**Selected text:**

+===+

The above figures illustrate clearly the exilic dimension of Palestinian literature. Palestinians continue to be exiled and on the move. In such a context, thinking in terms of literary networks can offer a new window of analysis into the transnational story of Palestinian literature. In the Palestinian context, extensive networks of transnational and international solidarities influenced cultural and literary production. Inroads through the Communist party in Israel (made up primarily of Palestinians) and the PLO’s (via its predominant party Fatah) membership in Socialist International and other avenues that opened up the Palestinian cultural sphere to new international horizons will be explored. This is especially relevant for the period of the 1960s and 70s where Palestinians found themselves at the heart of global agitation in the context of anti-colonial struggles and national liberation and decolonization movements. As a result of this moment of global reach, there was a proliferation of Arabic-language Palestinian publishing houses, magazines, and newspapers established in places like London, Paris, and Nicosia.

Finally, through network analysis, complex webs, networks of transnational publishing, and cultural institutions and production emerge. For example, in Figure 5, the pan-Arab network of authors and illustrators who collaborated on the publications of Dār al-fatā al-ʿarabī, an important publisher of children’s literature set up by the PLO and ran between 1974-1994 first in Beirut then in Cairo. The visualization shows the close-knit relationship that existed between art and literature during that period, showcasing the interconnections between Palestinian and Arab writers and artists. Networks and network analysis can be of different types and on different levels. Figure 6 shows a thematic network based on non-representative data, illustrating the links between a small sample of themes of Palestinian literary works.

+===+

**Exercise:** Name every city mentioned in the text on Palestinian literary networks.

[Image object location entries]

+===+

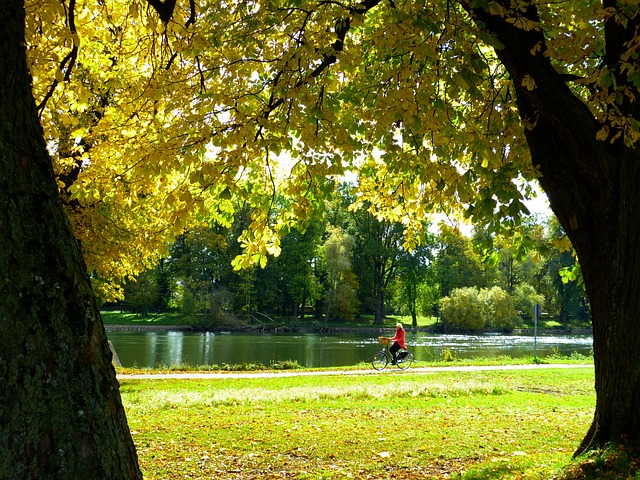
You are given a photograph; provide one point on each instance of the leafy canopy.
(159, 117)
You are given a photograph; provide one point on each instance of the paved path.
(293, 373)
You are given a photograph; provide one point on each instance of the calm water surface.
(150, 349)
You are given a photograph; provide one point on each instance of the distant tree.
(378, 249)
(410, 280)
(463, 310)
(499, 308)
(337, 252)
(456, 263)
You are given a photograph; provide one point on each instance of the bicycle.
(381, 359)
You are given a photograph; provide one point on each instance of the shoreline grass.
(444, 424)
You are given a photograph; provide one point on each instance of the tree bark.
(60, 408)
(594, 189)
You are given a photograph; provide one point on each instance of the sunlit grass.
(468, 425)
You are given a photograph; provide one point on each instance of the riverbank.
(510, 423)
(333, 329)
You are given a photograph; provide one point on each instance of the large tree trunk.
(594, 189)
(60, 407)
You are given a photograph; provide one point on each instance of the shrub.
(463, 310)
(525, 297)
(499, 308)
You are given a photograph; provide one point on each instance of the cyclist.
(398, 343)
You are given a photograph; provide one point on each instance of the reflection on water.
(150, 349)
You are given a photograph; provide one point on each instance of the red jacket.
(399, 338)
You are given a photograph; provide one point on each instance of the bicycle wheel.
(380, 361)
(405, 362)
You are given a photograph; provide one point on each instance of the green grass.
(467, 425)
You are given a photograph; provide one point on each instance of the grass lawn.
(468, 425)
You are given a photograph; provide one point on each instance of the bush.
(499, 308)
(463, 310)
(525, 297)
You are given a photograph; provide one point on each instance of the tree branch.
(67, 63)
(165, 9)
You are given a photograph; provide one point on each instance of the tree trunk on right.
(594, 189)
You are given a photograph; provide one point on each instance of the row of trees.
(349, 264)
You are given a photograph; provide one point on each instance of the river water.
(168, 348)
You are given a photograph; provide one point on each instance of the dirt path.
(289, 373)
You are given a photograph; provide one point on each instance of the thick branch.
(165, 9)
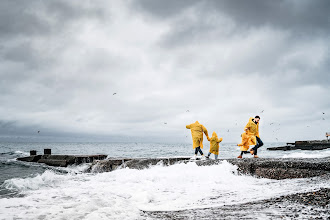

+===+

**Task answer:** London, Paris, Nicosia, Beirut, Cairo